* _EXERCISE DESCRIPTION_:
Format every line of the material below as a numbered list, skipping blank lines and leaving the pictures out.

* _EXERCISE MATERIALS_:
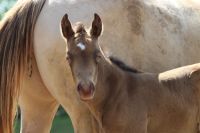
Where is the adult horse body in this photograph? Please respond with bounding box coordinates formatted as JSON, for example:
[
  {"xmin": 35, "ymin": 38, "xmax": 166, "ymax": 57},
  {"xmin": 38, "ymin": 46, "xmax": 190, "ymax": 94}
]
[{"xmin": 0, "ymin": 0, "xmax": 200, "ymax": 133}]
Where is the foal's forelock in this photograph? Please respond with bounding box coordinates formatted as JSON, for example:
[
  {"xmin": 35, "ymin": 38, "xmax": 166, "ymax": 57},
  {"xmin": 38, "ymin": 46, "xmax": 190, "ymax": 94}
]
[{"xmin": 75, "ymin": 23, "xmax": 87, "ymax": 37}]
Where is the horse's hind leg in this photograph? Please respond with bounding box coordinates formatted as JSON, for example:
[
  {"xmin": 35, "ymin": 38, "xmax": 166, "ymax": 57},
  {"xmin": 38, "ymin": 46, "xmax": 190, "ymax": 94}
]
[{"xmin": 19, "ymin": 57, "xmax": 58, "ymax": 133}]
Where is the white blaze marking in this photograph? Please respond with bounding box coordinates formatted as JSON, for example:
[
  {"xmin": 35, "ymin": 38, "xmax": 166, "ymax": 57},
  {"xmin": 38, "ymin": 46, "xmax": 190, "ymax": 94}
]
[{"xmin": 77, "ymin": 42, "xmax": 86, "ymax": 51}]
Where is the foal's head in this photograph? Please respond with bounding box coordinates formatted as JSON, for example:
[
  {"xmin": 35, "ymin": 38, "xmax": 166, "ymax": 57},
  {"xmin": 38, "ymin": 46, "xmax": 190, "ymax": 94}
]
[{"xmin": 61, "ymin": 14, "xmax": 102, "ymax": 100}]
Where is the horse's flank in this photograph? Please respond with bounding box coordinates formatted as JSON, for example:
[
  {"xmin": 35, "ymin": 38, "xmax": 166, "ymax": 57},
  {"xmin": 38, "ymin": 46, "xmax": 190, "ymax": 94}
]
[{"xmin": 0, "ymin": 0, "xmax": 46, "ymax": 133}]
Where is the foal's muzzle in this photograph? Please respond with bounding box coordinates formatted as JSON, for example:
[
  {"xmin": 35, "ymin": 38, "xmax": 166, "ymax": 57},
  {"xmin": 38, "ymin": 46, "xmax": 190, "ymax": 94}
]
[{"xmin": 77, "ymin": 82, "xmax": 95, "ymax": 101}]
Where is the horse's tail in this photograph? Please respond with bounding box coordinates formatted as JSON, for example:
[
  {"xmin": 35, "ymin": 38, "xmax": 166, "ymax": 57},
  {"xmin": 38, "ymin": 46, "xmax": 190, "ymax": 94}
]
[{"xmin": 0, "ymin": 0, "xmax": 46, "ymax": 133}]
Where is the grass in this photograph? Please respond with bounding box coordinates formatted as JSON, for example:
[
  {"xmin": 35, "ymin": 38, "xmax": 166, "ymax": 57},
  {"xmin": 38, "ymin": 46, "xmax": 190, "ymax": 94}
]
[{"xmin": 15, "ymin": 110, "xmax": 74, "ymax": 133}]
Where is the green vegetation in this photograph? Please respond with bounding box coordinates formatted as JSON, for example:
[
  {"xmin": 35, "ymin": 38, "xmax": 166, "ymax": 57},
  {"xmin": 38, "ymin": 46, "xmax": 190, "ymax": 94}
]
[
  {"xmin": 15, "ymin": 108, "xmax": 74, "ymax": 133},
  {"xmin": 0, "ymin": 0, "xmax": 74, "ymax": 133}
]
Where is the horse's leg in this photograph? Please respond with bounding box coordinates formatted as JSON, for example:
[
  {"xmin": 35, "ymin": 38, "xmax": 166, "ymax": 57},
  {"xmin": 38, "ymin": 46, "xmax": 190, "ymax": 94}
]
[{"xmin": 19, "ymin": 56, "xmax": 59, "ymax": 133}]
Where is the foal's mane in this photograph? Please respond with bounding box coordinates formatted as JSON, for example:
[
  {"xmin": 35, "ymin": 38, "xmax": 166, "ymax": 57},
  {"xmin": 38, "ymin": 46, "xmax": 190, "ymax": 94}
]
[
  {"xmin": 0, "ymin": 0, "xmax": 46, "ymax": 133},
  {"xmin": 109, "ymin": 56, "xmax": 142, "ymax": 73}
]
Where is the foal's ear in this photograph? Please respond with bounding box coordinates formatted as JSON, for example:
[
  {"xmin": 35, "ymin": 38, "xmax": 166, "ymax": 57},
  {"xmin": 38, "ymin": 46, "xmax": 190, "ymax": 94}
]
[
  {"xmin": 90, "ymin": 13, "xmax": 102, "ymax": 38},
  {"xmin": 61, "ymin": 14, "xmax": 74, "ymax": 39}
]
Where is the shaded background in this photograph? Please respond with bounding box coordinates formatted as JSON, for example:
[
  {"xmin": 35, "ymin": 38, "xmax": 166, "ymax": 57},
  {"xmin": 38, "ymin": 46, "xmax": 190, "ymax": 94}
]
[{"xmin": 0, "ymin": 0, "xmax": 74, "ymax": 133}]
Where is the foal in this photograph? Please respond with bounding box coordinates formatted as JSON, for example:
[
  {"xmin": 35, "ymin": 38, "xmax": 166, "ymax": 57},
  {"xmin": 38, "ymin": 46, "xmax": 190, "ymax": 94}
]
[{"xmin": 61, "ymin": 14, "xmax": 200, "ymax": 133}]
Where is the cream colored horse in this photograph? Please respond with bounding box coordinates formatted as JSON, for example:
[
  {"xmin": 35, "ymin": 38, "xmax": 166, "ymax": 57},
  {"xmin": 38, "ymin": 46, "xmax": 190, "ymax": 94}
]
[{"xmin": 0, "ymin": 0, "xmax": 200, "ymax": 133}]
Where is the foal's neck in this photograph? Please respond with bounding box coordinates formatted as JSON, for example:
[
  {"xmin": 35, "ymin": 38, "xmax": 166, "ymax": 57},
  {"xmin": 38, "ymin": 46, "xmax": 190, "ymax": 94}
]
[{"xmin": 87, "ymin": 59, "xmax": 125, "ymax": 127}]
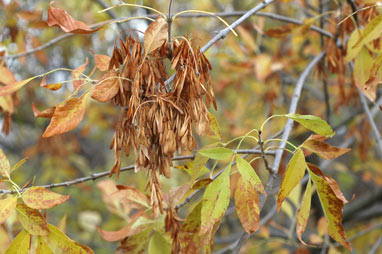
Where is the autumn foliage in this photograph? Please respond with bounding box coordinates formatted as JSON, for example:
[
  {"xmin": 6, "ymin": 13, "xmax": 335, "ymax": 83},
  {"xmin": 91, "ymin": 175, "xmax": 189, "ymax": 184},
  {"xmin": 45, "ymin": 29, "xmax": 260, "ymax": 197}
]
[{"xmin": 0, "ymin": 0, "xmax": 382, "ymax": 254}]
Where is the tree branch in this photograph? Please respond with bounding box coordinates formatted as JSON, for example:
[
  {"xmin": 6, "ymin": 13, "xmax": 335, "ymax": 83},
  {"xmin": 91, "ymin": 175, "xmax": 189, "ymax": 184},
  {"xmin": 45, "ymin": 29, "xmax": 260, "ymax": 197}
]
[
  {"xmin": 3, "ymin": 8, "xmax": 333, "ymax": 60},
  {"xmin": 0, "ymin": 149, "xmax": 275, "ymax": 194},
  {"xmin": 272, "ymin": 51, "xmax": 326, "ymax": 174},
  {"xmin": 228, "ymin": 51, "xmax": 326, "ymax": 253}
]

* _THE REPLY_:
1. Where is the adult horse body in this photograph? Please respond with bounding box coordinates formatted as JSON, for example:
2. [
3.   {"xmin": 35, "ymin": 38, "xmax": 166, "ymax": 57},
4.   {"xmin": 38, "ymin": 46, "xmax": 190, "ymax": 94}
5. ]
6. [{"xmin": 0, "ymin": 0, "xmax": 200, "ymax": 133}]
7. Where is the foal's forelock in this photograph? Please respond with bounding box coordinates formatted as JSON, for example:
8. [
9.   {"xmin": 35, "ymin": 38, "xmax": 166, "ymax": 57},
10.   {"xmin": 38, "ymin": 46, "xmax": 190, "ymax": 94}
11. ]
12. [{"xmin": 75, "ymin": 23, "xmax": 87, "ymax": 37}]
13. Where is the horse's hind leg in this photograph? Please respond with bounding box coordinates formatted as JSON, for example:
14. [
15.   {"xmin": 35, "ymin": 38, "xmax": 166, "ymax": 57},
16.   {"xmin": 38, "ymin": 46, "xmax": 190, "ymax": 94}
17. ]
18. [{"xmin": 19, "ymin": 57, "xmax": 58, "ymax": 133}]
19. Where is the white blaze marking in this photograph? Please respond with bounding box coordinates formatted as JSON, for example:
20. [
21.   {"xmin": 35, "ymin": 38, "xmax": 166, "ymax": 57},
22.   {"xmin": 38, "ymin": 46, "xmax": 190, "ymax": 94}
23. ]
24. [{"xmin": 77, "ymin": 42, "xmax": 86, "ymax": 51}]
25. Where is the foal's head in this photograph? Please respond with bounding box coordinates formatted as JSON, for example:
26. [
27.   {"xmin": 35, "ymin": 38, "xmax": 166, "ymax": 57},
28.   {"xmin": 38, "ymin": 46, "xmax": 190, "ymax": 94}
29. ]
30. [{"xmin": 61, "ymin": 14, "xmax": 102, "ymax": 100}]
31. Where is the horse's flank in this photograph? Please respond with bounding box coordinates formatted as JSON, for example:
32. [
33.   {"xmin": 35, "ymin": 38, "xmax": 166, "ymax": 57},
34.   {"xmin": 38, "ymin": 46, "xmax": 190, "ymax": 94}
35. ]
36. [{"xmin": 0, "ymin": 0, "xmax": 46, "ymax": 133}]
37. Where is the foal's muzzle in this photograph? Please respond with bounding box coordinates formatted as JSON, for example:
38. [
39.   {"xmin": 35, "ymin": 38, "xmax": 166, "ymax": 57},
40.   {"xmin": 38, "ymin": 46, "xmax": 190, "ymax": 94}
41. ]
42. [{"xmin": 77, "ymin": 82, "xmax": 95, "ymax": 101}]
43. Where is the horse's tail in this photograph? Please respond with bounding box coordinates formatted as JSON, for example:
44. [
45.   {"xmin": 35, "ymin": 38, "xmax": 166, "ymax": 57},
46.   {"xmin": 38, "ymin": 46, "xmax": 190, "ymax": 94}
47. ]
48. [{"xmin": 0, "ymin": 0, "xmax": 46, "ymax": 133}]
49. Where is the grass in this photograph? Please respond with bounding box coordinates formatted as JSON, for example:
50. [
51.   {"xmin": 35, "ymin": 38, "xmax": 166, "ymax": 57},
52.   {"xmin": 38, "ymin": 46, "xmax": 190, "ymax": 94}
53. ]
54. [{"xmin": 15, "ymin": 110, "xmax": 74, "ymax": 133}]
55. Where is the green vegetation in this photograph? Please respond with bounding box coordinates formatted as JSON, for example:
56. [
57.   {"xmin": 35, "ymin": 38, "xmax": 166, "ymax": 57},
58.   {"xmin": 38, "ymin": 46, "xmax": 190, "ymax": 94}
59. ]
60. [
61.   {"xmin": 15, "ymin": 108, "xmax": 74, "ymax": 133},
62.   {"xmin": 0, "ymin": 0, "xmax": 74, "ymax": 133}
63. ]
64. Where is the horse's leg in this photograph? Please respond with bounding box coordinates formatted as JSON, for example:
65. [
66.   {"xmin": 35, "ymin": 38, "xmax": 166, "ymax": 57},
67.   {"xmin": 38, "ymin": 46, "xmax": 190, "ymax": 94}
68. ]
69. [{"xmin": 19, "ymin": 56, "xmax": 59, "ymax": 133}]
70. Where is the foal's mane in this photograph? Please respond with bounding box coordinates formatted as JSON, for example:
71. [
72.   {"xmin": 35, "ymin": 38, "xmax": 166, "ymax": 57},
73.   {"xmin": 38, "ymin": 46, "xmax": 190, "ymax": 94}
74. ]
75. [
76.   {"xmin": 0, "ymin": 0, "xmax": 46, "ymax": 133},
77.   {"xmin": 109, "ymin": 56, "xmax": 142, "ymax": 73}
78. ]
79. Where is the foal's ear in this photograph? Please respond with bounding box coordinates formatted as JSON, for example:
80. [
81.   {"xmin": 35, "ymin": 38, "xmax": 166, "ymax": 57},
82.   {"xmin": 38, "ymin": 46, "xmax": 190, "ymax": 94}
83. ]
84. [
85.   {"xmin": 90, "ymin": 13, "xmax": 102, "ymax": 38},
86.   {"xmin": 61, "ymin": 14, "xmax": 74, "ymax": 39}
87. ]
88. Where is the shaded background in this photograph? Please respond with bounding box coordinates formatted as JSON, for example:
89. [
90.   {"xmin": 35, "ymin": 38, "xmax": 166, "ymax": 57},
91.   {"xmin": 38, "ymin": 46, "xmax": 190, "ymax": 94}
92. ]
93. [{"xmin": 0, "ymin": 0, "xmax": 74, "ymax": 133}]
94. Where is the foal in this photograph? Please respond with bounding box coordinates formatted as JSON, for example:
95. [
96.   {"xmin": 35, "ymin": 38, "xmax": 166, "ymax": 57},
97.   {"xmin": 38, "ymin": 46, "xmax": 190, "ymax": 94}
98. ]
99. [{"xmin": 61, "ymin": 14, "xmax": 200, "ymax": 133}]
100. Where is the cream colored horse in this photograph? Please respond with bounding box coordinates formatted as JSON, for example:
101. [
102.   {"xmin": 35, "ymin": 38, "xmax": 166, "ymax": 57},
103.   {"xmin": 38, "ymin": 46, "xmax": 190, "ymax": 94}
104. ]
105. [{"xmin": 0, "ymin": 0, "xmax": 200, "ymax": 133}]
106. Where is the foal's neck in this photograph? Please respond with bounding box coordinates formatted as JSON, for example:
107. [
108.   {"xmin": 35, "ymin": 38, "xmax": 166, "ymax": 57},
109.   {"xmin": 38, "ymin": 46, "xmax": 190, "ymax": 94}
110. ]
111. [{"xmin": 87, "ymin": 59, "xmax": 125, "ymax": 127}]
112. Where is the autumn foliage in this photograph? Please respond with bounding box coordinates formatted as JSON, for example:
113. [
114.   {"xmin": 6, "ymin": 13, "xmax": 335, "ymax": 83},
115.   {"xmin": 91, "ymin": 175, "xmax": 189, "ymax": 184},
116.   {"xmin": 45, "ymin": 29, "xmax": 260, "ymax": 197}
117. ]
118. [{"xmin": 0, "ymin": 0, "xmax": 382, "ymax": 254}]
119. Where is the tree branch in this photograph? Please respond with bounding box coordinates formatted as JSON, for example:
120. [
121.   {"xmin": 6, "ymin": 13, "xmax": 335, "ymax": 83},
122.   {"xmin": 91, "ymin": 175, "xmax": 189, "ymax": 184},
123.   {"xmin": 45, "ymin": 29, "xmax": 260, "ymax": 197}
124. ]
125. [
126.   {"xmin": 3, "ymin": 8, "xmax": 333, "ymax": 60},
127.   {"xmin": 0, "ymin": 149, "xmax": 275, "ymax": 194},
128.   {"xmin": 272, "ymin": 51, "xmax": 326, "ymax": 174},
129.   {"xmin": 228, "ymin": 51, "xmax": 326, "ymax": 253}
130. ]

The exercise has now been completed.